This is the full conversation history. The LLM sees all of it on each iteration, which is how it maintains context. This is also why context management (Chapter 7) becomes important — this history grows with every interaction.
Error Handling
The real implementation should handle stream errors. Here’s the enhanced version with error handling:
try {
for await (const chunk of result.fullStream) {
if (chunk.type === "text-delta") {
currentText += chunk.text;
callbacks.onToken(chunk.text);
}
if (chunk.type === "tool-call") {
const input = "input" in chunk ? chunk.input : {};
toolCalls.push({
toolCallId: chunk.toolCallId,
toolName: chunk.toolName,
args: input as Record<string, unknown>,
});
callbacks.onToolCallStart(chunk.toolName, input);
}
}
} catch (error) {
const streamError = error as Error;
if (!currentText && !streamError.message.includes("No output generated")) {
throw streamError;
}
}
If the stream errors but we already have some text, we can still use it. If the error is about “no output generated” and we have nothing, we provide a fallback message. This makes the agent resilient to transient API issues.

Exercise description -
Continue the passage on stream error handling in the agent loop, starting right after its last sentence.

Information given -

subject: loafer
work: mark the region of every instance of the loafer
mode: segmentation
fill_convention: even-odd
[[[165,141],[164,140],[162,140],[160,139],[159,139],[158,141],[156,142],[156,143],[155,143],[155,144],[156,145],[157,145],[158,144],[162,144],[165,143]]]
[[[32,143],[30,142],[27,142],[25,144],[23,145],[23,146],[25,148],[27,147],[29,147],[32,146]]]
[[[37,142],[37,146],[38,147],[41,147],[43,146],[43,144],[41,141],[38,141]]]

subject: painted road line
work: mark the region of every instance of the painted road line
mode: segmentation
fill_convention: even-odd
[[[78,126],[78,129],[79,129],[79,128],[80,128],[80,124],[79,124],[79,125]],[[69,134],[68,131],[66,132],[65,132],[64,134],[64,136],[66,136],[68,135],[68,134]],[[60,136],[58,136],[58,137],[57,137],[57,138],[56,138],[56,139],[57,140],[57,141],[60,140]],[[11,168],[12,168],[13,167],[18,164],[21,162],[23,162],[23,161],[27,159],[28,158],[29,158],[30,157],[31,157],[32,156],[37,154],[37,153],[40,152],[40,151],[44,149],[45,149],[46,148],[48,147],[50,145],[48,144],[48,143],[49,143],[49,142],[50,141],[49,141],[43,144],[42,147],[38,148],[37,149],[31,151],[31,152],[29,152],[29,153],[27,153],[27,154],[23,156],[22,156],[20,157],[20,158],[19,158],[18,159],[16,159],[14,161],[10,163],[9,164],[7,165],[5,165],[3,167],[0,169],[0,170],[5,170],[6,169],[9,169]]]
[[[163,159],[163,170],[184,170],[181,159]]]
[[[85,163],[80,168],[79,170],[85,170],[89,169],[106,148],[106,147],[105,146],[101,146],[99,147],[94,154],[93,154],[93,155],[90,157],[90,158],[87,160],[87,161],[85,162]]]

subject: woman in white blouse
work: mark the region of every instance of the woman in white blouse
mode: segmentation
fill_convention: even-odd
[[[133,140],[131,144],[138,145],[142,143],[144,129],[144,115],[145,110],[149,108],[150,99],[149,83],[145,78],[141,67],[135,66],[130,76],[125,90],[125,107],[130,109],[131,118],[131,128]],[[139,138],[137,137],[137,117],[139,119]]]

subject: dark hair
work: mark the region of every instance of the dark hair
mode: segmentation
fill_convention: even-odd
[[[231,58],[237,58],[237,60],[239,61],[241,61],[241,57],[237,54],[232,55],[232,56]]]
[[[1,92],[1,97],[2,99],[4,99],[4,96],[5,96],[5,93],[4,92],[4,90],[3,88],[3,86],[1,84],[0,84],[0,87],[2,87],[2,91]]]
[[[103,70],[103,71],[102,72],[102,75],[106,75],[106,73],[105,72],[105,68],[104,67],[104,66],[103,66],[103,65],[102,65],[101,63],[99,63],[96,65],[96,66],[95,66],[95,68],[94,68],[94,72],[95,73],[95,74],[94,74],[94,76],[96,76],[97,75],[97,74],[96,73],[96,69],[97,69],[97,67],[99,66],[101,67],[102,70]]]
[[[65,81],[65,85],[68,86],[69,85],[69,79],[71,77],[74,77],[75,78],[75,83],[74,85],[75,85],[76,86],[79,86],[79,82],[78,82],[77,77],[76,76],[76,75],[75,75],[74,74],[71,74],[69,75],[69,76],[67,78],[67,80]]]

Answer area -
Summary
In this chapter you:
- Built the core agent loop with streaming
- Understood the stream → detect tool calls → execute → loop pattern
- Used callbacks to decouple agent logic from UI
- Handled the message history that grows with each tool call
- Added error handling for stream failures
This is the engine of the agent. Everything else — more tools, context management, human approval — plugs into this loop. In the next chapter, we’ll build multi-turn evaluations to test the full loop.